_Document excerpt_.
Neither is metal. Modern humans existed for 40,000 years at least before the first metals, and the civilizations of Meso-America built vast cities without using metals for anything but decoration. Metals are not necessary to technology. The primary use of metals was as wedges of different forms, e.g. knives, plows etc., but with slow motions like sawing, grinding, raking etc being the primary means of transferring energy, a wedge would not be quite as important. Hydraulic pressure could take the place of wedges when needed, especially if speed was not as important.
But, an aquatic species could develop metallurgy using electrochemistry which would be easier to develop in seawater, especially given they have electrical field senses to begin with. Magnesium is abundant in sea water and easy to extract with even primitive electrodes.
One could postulate a sentient species that has a anemone like symbiotic that radiates a powerful electrical detection field. The sentient starts out just anchoring the symbiotic around as a kind of early warning system. Selective breeding leads to stronger and strong field generation until they end up with something like an electric eel. (Which is how electric eels evolve.) Now they have a powerful, controllable and regenerative source of electricity. They would already be aware of calcium carbonate and silica precipitation by electrical fields so electrical metallurgy would be a short step.

_Stored items_.
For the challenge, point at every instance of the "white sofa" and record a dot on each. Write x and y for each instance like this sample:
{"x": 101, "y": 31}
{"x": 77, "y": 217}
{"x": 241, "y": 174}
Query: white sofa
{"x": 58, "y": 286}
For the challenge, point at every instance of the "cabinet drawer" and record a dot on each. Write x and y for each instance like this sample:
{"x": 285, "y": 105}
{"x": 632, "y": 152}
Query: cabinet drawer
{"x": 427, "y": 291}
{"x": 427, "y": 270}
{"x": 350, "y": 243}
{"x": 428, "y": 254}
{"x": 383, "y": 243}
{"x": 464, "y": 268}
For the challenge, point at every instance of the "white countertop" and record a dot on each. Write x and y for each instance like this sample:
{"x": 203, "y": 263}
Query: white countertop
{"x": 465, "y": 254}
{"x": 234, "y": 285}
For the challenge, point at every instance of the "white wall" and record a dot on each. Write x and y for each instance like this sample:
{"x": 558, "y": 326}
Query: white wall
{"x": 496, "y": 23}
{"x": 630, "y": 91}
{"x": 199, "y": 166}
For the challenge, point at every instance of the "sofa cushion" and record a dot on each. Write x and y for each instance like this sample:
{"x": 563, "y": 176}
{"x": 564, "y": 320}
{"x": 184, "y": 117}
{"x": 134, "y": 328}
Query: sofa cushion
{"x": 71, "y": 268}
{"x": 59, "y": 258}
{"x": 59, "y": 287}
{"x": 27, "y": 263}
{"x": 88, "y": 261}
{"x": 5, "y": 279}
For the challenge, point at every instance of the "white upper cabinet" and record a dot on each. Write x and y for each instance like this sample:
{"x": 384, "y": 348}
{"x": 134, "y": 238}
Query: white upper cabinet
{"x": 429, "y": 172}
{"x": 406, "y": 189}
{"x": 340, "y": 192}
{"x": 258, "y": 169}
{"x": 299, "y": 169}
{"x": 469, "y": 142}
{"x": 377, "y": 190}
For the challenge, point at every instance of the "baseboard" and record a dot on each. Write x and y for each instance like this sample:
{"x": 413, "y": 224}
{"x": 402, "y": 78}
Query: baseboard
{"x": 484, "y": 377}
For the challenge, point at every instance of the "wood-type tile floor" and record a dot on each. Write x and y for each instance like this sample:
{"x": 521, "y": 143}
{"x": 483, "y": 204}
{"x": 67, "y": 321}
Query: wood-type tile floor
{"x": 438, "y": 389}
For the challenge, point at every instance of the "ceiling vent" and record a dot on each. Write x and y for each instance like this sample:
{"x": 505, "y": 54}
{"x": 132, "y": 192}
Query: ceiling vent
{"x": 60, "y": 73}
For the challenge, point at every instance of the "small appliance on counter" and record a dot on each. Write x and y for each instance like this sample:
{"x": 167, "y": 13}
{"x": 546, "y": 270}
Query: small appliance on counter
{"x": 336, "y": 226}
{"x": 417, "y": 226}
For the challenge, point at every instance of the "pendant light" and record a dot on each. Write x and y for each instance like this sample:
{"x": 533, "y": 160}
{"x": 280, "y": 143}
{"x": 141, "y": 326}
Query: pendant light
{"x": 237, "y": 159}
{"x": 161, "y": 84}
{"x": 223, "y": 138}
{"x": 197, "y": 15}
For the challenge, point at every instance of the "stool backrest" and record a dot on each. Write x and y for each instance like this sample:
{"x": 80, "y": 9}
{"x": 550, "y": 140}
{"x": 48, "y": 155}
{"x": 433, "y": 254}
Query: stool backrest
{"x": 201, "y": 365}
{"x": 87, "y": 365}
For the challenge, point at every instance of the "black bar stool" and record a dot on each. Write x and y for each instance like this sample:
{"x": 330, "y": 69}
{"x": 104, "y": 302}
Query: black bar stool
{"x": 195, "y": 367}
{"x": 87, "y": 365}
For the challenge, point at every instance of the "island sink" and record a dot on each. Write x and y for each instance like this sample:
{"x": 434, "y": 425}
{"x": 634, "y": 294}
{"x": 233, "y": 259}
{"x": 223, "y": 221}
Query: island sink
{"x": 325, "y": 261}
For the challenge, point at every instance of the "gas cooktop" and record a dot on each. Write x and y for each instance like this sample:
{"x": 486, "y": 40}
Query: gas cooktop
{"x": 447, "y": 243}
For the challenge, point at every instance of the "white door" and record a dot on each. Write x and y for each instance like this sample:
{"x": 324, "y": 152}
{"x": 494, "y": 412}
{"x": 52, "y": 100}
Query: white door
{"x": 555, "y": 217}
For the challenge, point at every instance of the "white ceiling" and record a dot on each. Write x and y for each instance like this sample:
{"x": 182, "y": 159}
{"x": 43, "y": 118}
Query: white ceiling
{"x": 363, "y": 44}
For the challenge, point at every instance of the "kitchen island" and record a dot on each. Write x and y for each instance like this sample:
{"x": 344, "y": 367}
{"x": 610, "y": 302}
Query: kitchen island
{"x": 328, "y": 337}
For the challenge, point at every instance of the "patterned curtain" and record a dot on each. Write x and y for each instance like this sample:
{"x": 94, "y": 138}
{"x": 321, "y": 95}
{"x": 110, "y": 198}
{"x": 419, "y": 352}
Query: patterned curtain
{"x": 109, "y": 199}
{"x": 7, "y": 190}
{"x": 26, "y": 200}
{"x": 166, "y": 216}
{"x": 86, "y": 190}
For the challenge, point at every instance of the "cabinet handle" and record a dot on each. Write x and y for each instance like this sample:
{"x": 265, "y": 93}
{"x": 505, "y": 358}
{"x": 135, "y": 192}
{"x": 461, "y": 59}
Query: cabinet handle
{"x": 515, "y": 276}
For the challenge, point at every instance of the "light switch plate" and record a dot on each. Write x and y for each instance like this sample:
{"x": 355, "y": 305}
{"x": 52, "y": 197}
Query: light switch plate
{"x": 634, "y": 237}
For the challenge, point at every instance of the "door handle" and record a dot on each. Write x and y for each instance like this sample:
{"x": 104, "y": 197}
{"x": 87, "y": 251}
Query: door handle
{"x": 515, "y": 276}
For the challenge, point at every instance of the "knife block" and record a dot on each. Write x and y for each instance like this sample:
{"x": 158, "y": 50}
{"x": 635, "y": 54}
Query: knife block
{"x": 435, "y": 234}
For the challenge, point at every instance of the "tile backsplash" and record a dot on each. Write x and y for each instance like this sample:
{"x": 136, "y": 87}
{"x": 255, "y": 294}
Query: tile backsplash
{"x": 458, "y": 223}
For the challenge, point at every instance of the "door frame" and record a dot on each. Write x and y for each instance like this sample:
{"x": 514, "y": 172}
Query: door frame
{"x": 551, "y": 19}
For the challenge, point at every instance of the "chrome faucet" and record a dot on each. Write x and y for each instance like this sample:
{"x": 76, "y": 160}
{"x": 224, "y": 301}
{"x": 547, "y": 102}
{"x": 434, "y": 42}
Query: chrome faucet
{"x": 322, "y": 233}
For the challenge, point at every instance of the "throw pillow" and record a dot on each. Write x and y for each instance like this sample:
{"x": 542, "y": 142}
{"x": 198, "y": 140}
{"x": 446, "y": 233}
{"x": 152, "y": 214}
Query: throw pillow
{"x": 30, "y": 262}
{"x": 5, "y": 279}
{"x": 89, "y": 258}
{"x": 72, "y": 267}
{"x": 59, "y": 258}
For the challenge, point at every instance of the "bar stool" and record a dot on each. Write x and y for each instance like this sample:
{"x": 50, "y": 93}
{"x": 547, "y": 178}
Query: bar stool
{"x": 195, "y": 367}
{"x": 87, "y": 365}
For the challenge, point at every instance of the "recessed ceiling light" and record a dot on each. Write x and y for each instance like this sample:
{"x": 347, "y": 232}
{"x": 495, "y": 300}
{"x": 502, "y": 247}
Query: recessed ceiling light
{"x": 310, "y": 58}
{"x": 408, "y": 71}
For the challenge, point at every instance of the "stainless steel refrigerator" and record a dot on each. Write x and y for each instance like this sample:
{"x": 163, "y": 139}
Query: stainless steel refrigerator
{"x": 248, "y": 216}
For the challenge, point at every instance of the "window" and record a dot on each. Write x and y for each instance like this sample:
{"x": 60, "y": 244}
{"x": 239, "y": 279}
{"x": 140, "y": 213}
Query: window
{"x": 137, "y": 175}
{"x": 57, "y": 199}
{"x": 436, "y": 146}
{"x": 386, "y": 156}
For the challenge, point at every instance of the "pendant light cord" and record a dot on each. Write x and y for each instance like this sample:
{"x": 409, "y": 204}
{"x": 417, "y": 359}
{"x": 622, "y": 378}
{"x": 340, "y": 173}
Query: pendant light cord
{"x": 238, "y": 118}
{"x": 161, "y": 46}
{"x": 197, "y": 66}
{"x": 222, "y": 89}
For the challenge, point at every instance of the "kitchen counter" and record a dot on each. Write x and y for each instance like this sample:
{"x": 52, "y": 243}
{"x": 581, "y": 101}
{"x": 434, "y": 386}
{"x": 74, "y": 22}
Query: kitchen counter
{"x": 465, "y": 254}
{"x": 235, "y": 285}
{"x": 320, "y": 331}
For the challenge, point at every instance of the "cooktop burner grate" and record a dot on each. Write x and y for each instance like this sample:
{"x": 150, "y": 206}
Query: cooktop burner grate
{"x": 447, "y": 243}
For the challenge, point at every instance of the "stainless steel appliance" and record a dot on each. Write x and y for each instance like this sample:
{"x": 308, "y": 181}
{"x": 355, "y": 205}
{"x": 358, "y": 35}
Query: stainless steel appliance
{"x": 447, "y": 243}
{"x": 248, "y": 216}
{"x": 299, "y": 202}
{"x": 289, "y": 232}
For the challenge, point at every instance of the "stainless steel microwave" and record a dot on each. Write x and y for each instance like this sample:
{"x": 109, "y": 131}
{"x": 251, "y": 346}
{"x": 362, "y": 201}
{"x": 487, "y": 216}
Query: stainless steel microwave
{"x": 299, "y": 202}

_Instructions for the task_.
Quote everything from "Neither is metal." down to "even primitive electrodes." in the passage above on metalworking by an aquatic species.

_Completed task_.
Neither is metal. Modern humans existed for 40,000 years at least before the first metals, and the civilizations of Meso-America built vast cities without using metals for anything but decoration. Metals are not necessary to technology. The primary use of metals was as wedges of different forms, e.g. knives, plows etc., but with slow motions like sawing, grinding, raking etc being the primary means of transferring energy, a wedge would not be quite as important. Hydraulic pressure could take the place of wedges when needed, especially if speed was not as important.
But, an aquatic species could develop metallurgy using electrochemistry which would be easier to develop in seawater, especially given they have electrical field senses to begin with. Magnesium is abundant in sea water and easy to extract with even primitive electrodes.